Text extract

^^^^^^^^^^^^^^^^

Round 2 – Women's team pursuit

Race details
- Dates: 21 November 2009
- Stages: 1
- Distance: 3 km (1.864 mi)
- Winning time: 3:24.771

Medalists
- Gold / New Zealand Kaytee Boyd Lauren Ellis Alison Shanks
- Silver / United Kingdom Katie Colclough Wendy Houvenaghel Joanna Rowsell
- Bronze / Australia Ashlee Ankudinoff Sarah Kent Josephine Tomic

= 2009–10 UCI Track Cycling World Cup Classics – Round 2 – Women's team pursuit =

The second round of the women's team pursuit of the 2009–2010 UCI Track Cycling World Cup Classics took place in Melbourne, Australia on 21 November 2009. 11 teams participated in the contest.

==Competition format==
The women's team pursuit race consists of a 3 km race between two teams of three cyclists, starting on opposite sides of the track. If one team catches the other, the race is over.

The tournament consisted of an initial qualifying round. The top two teams in the qualifying round advanced to the gold medal match and the third and fourth teams advanced to the bronze medal race.

^^^^^^^^^^^^^^^^

(Region annotation entries)

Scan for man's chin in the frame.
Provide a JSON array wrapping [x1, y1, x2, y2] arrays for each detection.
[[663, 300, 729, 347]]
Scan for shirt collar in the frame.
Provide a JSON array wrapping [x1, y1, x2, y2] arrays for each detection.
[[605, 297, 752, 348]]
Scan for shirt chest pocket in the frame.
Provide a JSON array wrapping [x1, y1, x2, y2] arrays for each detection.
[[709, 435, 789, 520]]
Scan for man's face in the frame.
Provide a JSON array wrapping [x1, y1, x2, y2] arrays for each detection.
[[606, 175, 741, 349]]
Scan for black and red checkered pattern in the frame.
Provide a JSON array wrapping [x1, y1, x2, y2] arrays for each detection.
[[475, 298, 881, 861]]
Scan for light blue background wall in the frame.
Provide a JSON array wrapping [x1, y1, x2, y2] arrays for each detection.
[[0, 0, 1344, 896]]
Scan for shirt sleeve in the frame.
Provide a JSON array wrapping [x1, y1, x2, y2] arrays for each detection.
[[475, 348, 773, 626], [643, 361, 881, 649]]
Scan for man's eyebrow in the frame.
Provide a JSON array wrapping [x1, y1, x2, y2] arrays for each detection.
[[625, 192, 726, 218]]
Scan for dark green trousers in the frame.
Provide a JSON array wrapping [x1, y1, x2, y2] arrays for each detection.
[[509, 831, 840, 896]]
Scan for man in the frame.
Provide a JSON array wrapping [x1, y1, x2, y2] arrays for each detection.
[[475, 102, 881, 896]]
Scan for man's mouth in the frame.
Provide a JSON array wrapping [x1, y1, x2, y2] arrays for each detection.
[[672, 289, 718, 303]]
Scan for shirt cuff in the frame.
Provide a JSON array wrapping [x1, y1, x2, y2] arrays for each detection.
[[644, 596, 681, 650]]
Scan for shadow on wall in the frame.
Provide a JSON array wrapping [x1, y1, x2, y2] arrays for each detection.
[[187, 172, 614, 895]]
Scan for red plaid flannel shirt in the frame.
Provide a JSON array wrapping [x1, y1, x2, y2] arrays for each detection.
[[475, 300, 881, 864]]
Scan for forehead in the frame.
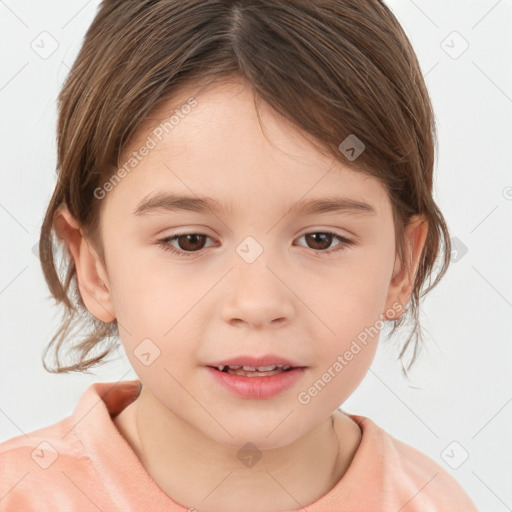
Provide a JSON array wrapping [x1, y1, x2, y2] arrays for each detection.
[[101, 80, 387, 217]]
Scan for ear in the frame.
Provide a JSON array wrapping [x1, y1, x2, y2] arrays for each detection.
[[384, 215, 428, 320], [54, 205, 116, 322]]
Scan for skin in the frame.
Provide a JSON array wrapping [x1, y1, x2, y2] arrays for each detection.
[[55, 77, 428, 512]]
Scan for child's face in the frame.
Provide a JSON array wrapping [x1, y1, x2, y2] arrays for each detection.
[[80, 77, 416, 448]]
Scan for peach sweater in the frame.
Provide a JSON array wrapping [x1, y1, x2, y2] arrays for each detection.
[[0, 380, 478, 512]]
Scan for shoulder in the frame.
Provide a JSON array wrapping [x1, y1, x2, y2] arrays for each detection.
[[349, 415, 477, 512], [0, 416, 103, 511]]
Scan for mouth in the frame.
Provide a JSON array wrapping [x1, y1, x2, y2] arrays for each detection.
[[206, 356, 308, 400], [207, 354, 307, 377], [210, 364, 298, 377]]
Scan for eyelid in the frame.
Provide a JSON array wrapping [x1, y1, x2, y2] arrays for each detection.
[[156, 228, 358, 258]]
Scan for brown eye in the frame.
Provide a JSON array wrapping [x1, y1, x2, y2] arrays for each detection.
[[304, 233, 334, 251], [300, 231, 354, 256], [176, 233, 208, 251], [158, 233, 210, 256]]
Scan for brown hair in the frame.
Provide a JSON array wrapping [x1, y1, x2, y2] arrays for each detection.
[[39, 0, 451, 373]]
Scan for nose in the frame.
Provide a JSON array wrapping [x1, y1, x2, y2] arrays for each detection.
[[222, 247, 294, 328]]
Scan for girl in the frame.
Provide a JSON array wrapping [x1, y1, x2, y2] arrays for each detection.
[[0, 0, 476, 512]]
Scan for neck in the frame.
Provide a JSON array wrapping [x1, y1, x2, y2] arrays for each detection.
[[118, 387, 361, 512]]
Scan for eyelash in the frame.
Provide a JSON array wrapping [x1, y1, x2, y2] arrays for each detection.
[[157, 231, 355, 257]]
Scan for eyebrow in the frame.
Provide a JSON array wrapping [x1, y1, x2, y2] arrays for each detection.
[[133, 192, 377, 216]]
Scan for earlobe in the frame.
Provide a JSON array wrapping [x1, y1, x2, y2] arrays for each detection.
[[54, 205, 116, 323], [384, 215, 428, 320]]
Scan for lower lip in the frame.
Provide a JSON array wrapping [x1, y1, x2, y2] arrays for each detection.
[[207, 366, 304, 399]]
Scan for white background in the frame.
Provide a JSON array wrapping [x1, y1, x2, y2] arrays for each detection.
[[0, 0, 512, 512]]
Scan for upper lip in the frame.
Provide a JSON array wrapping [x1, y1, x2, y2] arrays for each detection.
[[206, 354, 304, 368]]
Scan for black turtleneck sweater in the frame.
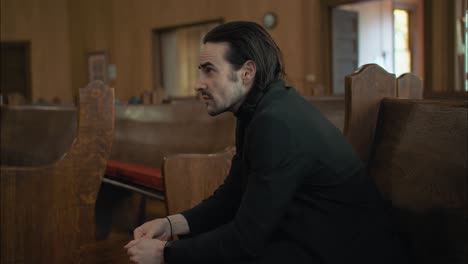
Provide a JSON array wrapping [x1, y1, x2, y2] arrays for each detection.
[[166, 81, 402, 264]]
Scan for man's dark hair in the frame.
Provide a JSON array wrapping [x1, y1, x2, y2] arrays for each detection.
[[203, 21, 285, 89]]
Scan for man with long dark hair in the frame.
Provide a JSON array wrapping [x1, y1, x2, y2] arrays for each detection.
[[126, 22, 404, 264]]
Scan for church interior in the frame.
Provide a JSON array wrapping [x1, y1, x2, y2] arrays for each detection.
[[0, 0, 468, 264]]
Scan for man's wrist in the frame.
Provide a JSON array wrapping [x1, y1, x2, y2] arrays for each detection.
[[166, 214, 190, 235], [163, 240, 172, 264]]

^^^^^^^^^^^^^^^^

What to work on
1: Reproduce word for word the portion of the team pursuit text that begins at the words "- Winning time: 3:24.771" and stops after "in the contest.".
2: Carry the text on the Melbourne women's team pursuit forward from its final sentence.

Task-by-task answers
1:
- Winning time: 3:24.771

Medalists
- Gold / New Zealand Kaytee Boyd Lauren Ellis Alison Shanks
- Silver / United Kingdom Katie Colclough Wendy Houvenaghel Joanna Rowsell
- Bronze / Australia Ashlee Ankudinoff Sarah Kent Josephine Tomic

= 2009–10 UCI Track Cycling World Cup Classics – Round 2 – Women's team pursuit =

The second round of the women's team pursuit of the 2009–2010 UCI Track Cycling World Cup Classics took place in Melbourne, Australia on 21 November 2009. 11 teams participated in the contest.

2:
==Schedule==
Saturday 21 November

13:15-14:20 Qualifying

20:30-20:45 Finals

21:20-21:30 Victory Ceremony

Schedule from Tissottiming.com

==Results==

===Qualifying===

| Rank | Country | Cyclists | Result | Notes |
|---|---|---|---|---|
| 1 | New Zealand | Rushlee Buchanan Lauren Ellis Alison Shanks | 3:26.890 | Q |
| 2 | United Kingdom | Katie Colclough Wendy Houvenaghel Joanna Rowsell | 3:27.310 | Q |
| 3 | Australia | Ashlee Ankudinoff Sarah Kent Josephine Tomic | 3:27.678 | q |
| 4 | Ukraine | Svitlana Halyuk Lesya Kalytovska Iryna Shpylova | 3:29.004 | q |
| 5 | Germany | Lisa Brennauer Elka Gebhardt Madeleine Sandig | 3:31.185 |  |
| 6 | Belgium | Jessie Daams Jolien D'hoore Kelly Druyts | 3:35.692 |  |
| 7 | Netherlands | Ellen van Dijk Yvonne Hijgenaar Willy Kanis | 3:37.524 |  |
| 8 | Rodin | Skye Lee Armstrong Rochelle Gilmore Kelly Helen | 3:41.017 |  |
| 9 | United States | Lauren Franges Kimberly Geist Shelley Olds | 3:43.126 |  |
| 10 | Italy | Alessandra Borchi Giorgia Bronzini Marta Tagliaferro | 3:46.239 |  |
| 11 | South Korea | Eun Ji Lee Ju Mi Lee Min Hye Lee | 3:50.583 |  |

Results from Tissottiming.com.

===Finals===

====Final bronze medal race====

| Rank | Team | Cyclists | Result | Notes |
|---|---|---|---|---|
| 3rd place, bronze medalist(s) | Australia | Ashlee Ankudinoff Sarah Kent Josephine Tomic | 3:26.869 |  |
| 4 | Ukraine | Lesya Kalytovska Lyubov Shulika Iryna Shpylova | 3:30.156 |  |

Results from Tissottiming.com.

====Final gold medal race====

| Rank | Team | Cyclists | Result | Notes |
|---|---|---|---|---|
| 1st place, gold medalist(s) | New Zealand | Kaytee Boyd Lauren Ellis Alison Shanks | 3:24.771 |  |
| 2nd place, silver medalist(s) | United Kingdom | Katie Colclough Wendy Houvenaghel Joanna Rowsell | 3:25.938 |  |

Results from Tissottiming.com.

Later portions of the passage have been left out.